═══ 出典 ═══

学び合いの会-海外ニュース」 307号 

† 主の平和

バチカンの高官が「教皇庁改革など不要」と発言して話題に

なっています。さてその発言の主とは・・・

添付記事

1. ローマ教皇庁、真の改革に不安の翳  (NCR記事)

 

 

ローマ教皇庁、真の改革に不安の翳

ロバート・ミッケンズ NCR主筆 2015/4/27

 

最近、バチカンの高官の一人が、果たしてローマ教皇庁に改革が必要なのかどうか、かなり疑問を感じていると表明した。信じがたいかも知れないが、彼は改革の主張には誇張があると言う。彼はこう語る。「個人的には、現時点で教皇庁の改革が必要だという明確な理由は見当たらない。」

 

彼はこう続ける。「人事や構造に関する一、二の変更はこれまでも行われてきたし、これからも行われるだろう。しかしそれは通常の動きの一部に過ぎない。」

 

「失礼ながら『教皇庁改革』と言うのはやや大げさに過ぎる。」と彼は更に続けた。

 

この発言の主は単なる官僚ではない。教皇公邸管理部の長官、ゲオルク・ゲンスヴァイン大司教の言葉である。彼は、前教皇ベネディクト16世の個人秘書であり、同居人でもあった人物である。

═══ 保存データ ═══

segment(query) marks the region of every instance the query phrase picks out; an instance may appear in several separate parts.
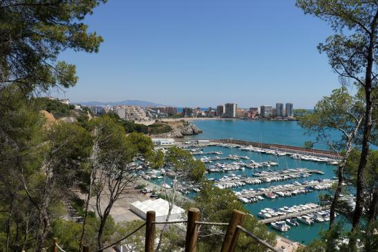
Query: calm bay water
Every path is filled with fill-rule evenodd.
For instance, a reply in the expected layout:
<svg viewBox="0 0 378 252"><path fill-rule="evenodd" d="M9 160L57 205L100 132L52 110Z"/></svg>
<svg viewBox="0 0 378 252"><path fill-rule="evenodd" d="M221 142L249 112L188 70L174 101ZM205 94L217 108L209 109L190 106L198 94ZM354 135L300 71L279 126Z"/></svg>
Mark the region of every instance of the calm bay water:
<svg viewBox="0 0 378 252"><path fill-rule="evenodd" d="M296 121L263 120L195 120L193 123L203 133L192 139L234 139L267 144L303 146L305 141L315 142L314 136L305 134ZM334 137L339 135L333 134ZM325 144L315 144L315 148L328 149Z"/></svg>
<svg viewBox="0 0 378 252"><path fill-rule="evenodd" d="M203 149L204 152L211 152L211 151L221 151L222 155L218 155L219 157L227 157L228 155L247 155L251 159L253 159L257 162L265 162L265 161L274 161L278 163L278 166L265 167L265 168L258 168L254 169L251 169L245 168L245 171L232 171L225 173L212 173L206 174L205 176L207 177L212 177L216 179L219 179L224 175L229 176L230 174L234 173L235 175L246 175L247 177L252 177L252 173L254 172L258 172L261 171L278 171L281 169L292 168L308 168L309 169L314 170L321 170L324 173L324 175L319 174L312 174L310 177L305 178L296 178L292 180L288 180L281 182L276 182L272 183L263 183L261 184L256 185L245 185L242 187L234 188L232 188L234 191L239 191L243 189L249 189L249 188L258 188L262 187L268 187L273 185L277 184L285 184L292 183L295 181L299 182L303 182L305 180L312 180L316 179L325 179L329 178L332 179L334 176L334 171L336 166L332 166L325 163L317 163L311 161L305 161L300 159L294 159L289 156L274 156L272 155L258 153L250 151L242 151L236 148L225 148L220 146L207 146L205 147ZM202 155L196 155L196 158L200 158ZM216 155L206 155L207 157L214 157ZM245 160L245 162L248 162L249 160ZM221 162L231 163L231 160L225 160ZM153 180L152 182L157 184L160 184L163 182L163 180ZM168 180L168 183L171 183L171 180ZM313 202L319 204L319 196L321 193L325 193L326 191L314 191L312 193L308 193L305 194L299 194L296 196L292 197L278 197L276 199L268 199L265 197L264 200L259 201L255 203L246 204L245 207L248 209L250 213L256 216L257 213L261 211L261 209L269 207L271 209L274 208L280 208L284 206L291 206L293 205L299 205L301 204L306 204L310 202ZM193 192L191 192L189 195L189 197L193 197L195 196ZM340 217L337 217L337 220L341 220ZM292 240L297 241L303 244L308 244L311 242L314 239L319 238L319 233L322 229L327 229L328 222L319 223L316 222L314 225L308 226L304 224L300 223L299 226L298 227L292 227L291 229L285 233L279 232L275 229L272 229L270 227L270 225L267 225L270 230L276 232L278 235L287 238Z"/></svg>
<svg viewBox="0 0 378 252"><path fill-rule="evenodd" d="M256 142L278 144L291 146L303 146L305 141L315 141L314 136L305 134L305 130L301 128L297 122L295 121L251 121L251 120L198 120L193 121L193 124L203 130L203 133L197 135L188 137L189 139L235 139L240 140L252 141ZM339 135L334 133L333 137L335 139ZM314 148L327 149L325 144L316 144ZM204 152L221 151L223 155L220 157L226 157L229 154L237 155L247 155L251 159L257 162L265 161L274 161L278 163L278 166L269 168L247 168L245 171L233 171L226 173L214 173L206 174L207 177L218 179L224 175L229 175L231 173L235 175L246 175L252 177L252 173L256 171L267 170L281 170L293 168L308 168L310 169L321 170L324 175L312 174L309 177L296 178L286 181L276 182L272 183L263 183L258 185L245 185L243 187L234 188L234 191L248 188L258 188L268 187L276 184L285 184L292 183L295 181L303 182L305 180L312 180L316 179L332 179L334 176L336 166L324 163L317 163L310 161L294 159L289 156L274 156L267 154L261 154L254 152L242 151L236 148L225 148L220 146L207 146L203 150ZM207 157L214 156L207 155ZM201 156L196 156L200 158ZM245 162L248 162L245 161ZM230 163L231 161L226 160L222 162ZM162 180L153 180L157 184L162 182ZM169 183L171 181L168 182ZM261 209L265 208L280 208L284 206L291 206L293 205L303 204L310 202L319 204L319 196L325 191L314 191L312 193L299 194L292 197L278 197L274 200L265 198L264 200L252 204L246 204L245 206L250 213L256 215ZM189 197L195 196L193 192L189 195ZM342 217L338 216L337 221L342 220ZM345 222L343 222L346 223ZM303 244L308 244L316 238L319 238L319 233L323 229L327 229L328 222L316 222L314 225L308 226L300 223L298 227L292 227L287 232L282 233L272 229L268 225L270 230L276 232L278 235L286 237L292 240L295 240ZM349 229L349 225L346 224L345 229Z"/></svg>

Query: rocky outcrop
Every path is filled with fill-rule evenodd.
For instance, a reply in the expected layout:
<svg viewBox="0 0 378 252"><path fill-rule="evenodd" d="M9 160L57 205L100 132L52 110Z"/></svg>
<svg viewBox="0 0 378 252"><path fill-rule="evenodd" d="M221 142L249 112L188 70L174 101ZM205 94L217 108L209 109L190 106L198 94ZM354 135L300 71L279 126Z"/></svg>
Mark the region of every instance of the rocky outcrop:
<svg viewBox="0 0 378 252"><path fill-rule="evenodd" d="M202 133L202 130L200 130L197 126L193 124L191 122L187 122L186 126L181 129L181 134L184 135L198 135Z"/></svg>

═══

#### 作業内容
1. 教皇庁改革の記事の「最近、バチカンの高官の一人が」から「同居人でもあった人物である。」までを、一字も変えずに書き写してください。
2. 教皇庁改革の記事によると、ゲオルク・ゲンスヴァイン大司教はどの部署の長官ですか。
3. 教皇庁改革の記事を、最後の文の後から書き継いでください。

#### 解答一覧
1.
最近、バチカンの高官の一人が、果たしてローマ教皇庁に改革が必要なのかどうか、かなり疑問を感じていると表明した。信じがたいかも知れないが、彼は改革の主張には誇張があると言う。彼はこう語る。「個人的には、現時点で教皇庁の改革が必要だという明確な理由は見当たらない。」

 

彼はこう続ける。「人事や構造に関する一、二の変更はこれまでも行われてきたし、これからも行われるだろう。しかしそれは通常の動きの一部に過ぎない。」

 

「失礼ながら『教皇庁改革』と言うのはやや大げさに過ぎる。」と彼は更に続けた。

 

この発言の主は単なる官僚ではない。教皇公邸管理部の長官、ゲオルク・ゲンスヴァイン大司教の言葉である。彼は、前教皇ベネディクト16世の個人秘書であり、同居人でもあった人物である。

2. 教皇公邸管理部の長官です。

3.
彼のコメントは(特に彼がベネディクトの親友であったが故に影響が大きいのだが)最近、ドイツの有力なカトリック・ウェブサイトのKatholisch.de に投稿された独占インタビューで紹介された。

 

この58才の大司教によれば、ローマの中央行政機構が本格的な改革(単なる手直しでなく)を必要とするのは、教会の歴史上極めて重要な時局に限られるという。

 

そのような重要な時局として彼が特に引き合いに出したのは、第2バチカン公会議(1962年~1965年)と教会法典の改訂(1962年)である。前者はパウロ6世による教皇庁改革であり、後者の改訂はヨハネ・パウロ2世によって行われたもの。

 

ゲンスヴァイン大司教の主張によれば、改革はこれら二つの岐路(時局)において必要であった。それによって教皇庁の組織は、公会議と最新の法典に由来する新しい指針に沿うように導かれたというのだ。

 

教皇フランシスコは、明らかにこの見方には賛同していない。もし賛同しているなら、教皇庁の改革や普遍教会の統治で自分を支える「枢機卿協議会」を、教皇就任後わずか1ヶ月で設置するという前例のない手段は執らなかっただろう。

 

そしてまた、シノドスを改革して新しいやり方を導入するために、これ程の労力を費やさなかっただろう。その努力の結果、枢機卿協議会もさることながら、シノドスも普遍教会の統治に欠くことのできない大きな要素となったのだ。

 

実のところ、この点が、ゲンスヴァインと仲間の伝統主義者たち、特に聖職者仲間に懸念を抱かせているのだ。

 

この問題の実体を見てみよう。パウロ6世と(特に)ヨハネ・パウロ2世が行った改革は、現実には(大司教の言葉を借りれば)「通常の動き」のほんの一部分に過ぎなかったと言える。

 

事実、パウロ6世の改革について言えば、それが、宗教改革やトリエント公会議以来もっとも広範囲に及ぶ教会の大きな出来事である第2バチカン公会議の結果として行われたものにしては、実際にはかなり穏やかで控えめだったのである。それはもっと大胆に出来たはずなのだ。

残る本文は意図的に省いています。